THE PROBLEM:
Collect each line of the listing below that contains the word "Kindly", copying those lines out in full.

(Extracted records)
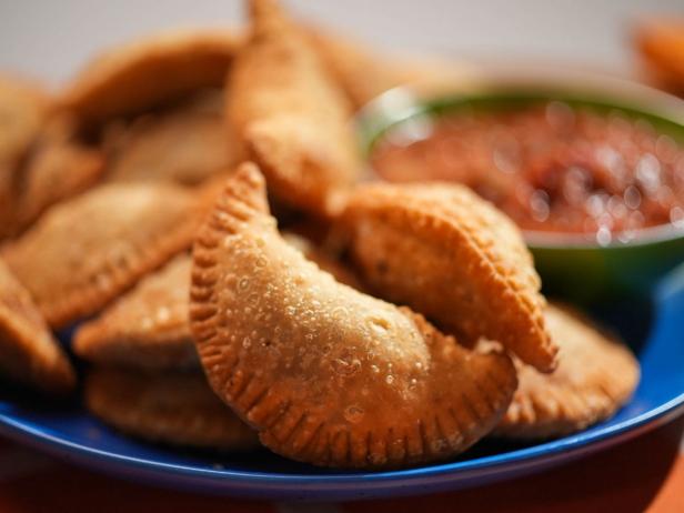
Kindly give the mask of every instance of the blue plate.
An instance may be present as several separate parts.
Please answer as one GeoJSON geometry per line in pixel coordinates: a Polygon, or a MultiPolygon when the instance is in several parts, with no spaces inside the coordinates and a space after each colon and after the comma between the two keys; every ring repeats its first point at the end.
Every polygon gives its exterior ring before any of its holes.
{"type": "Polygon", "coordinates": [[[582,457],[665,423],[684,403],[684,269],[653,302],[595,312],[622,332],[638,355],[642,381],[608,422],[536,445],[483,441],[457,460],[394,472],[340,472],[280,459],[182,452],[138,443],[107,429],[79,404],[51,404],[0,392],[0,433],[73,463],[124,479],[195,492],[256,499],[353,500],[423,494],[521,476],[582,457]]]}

---

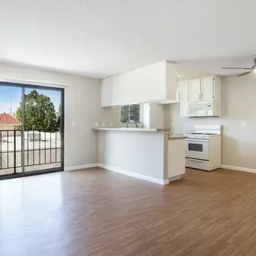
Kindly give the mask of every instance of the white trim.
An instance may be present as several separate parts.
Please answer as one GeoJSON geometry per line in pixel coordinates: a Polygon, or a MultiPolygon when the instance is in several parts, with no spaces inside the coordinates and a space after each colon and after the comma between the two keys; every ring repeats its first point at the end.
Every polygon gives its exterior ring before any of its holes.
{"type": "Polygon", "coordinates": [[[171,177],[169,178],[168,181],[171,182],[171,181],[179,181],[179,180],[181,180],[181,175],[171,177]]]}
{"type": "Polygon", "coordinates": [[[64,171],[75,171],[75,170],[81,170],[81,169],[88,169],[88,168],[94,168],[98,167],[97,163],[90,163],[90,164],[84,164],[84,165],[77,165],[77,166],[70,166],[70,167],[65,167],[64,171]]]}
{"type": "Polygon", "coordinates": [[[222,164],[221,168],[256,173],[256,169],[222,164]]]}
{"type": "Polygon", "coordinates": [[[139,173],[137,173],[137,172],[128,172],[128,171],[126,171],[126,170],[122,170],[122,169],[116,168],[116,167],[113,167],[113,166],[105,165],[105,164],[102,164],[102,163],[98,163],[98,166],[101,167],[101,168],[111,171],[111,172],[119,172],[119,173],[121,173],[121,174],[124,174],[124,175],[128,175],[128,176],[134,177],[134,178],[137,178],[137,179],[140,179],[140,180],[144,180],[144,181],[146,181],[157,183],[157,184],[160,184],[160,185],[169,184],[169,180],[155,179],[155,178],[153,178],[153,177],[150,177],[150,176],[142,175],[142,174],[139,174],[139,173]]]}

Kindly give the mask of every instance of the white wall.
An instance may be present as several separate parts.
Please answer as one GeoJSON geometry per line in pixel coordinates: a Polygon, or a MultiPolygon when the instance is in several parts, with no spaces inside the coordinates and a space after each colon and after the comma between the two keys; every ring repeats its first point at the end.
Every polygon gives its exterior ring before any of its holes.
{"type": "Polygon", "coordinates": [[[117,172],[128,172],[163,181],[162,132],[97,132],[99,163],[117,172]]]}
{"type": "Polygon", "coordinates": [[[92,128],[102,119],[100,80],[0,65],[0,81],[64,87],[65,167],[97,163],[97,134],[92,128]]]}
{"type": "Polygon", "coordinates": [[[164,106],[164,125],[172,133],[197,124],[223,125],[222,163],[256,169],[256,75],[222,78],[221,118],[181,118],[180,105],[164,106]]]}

...

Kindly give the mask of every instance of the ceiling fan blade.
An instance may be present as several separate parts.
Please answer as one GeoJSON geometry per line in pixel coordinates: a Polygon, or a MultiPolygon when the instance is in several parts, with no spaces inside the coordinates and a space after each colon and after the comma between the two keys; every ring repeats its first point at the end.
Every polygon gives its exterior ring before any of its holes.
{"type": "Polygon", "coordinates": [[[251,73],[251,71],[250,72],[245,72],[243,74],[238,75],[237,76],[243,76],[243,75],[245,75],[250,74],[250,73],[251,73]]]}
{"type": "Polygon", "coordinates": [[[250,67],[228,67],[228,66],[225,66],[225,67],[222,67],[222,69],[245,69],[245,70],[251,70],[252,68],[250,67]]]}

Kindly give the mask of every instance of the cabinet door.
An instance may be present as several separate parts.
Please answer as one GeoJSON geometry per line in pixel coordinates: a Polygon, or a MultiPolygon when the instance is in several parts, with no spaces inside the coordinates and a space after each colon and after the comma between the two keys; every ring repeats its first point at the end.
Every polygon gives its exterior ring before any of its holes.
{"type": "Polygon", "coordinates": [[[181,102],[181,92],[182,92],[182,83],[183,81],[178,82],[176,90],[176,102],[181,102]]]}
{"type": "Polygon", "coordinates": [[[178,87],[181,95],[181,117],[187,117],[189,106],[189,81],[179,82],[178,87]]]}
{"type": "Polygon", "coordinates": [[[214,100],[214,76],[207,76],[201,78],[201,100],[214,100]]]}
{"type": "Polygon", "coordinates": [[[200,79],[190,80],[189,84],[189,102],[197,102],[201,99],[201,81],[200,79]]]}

TASK ANSWER:
Kindly give the mask of every instance of the blue plate.
Kindly give the mask of every instance of the white trim.
Kindly give the mask of every instance of the white wall.
Kindly give the mask of every instance of the ceiling fan blade.
Kindly give the mask of every instance of the cabinet door.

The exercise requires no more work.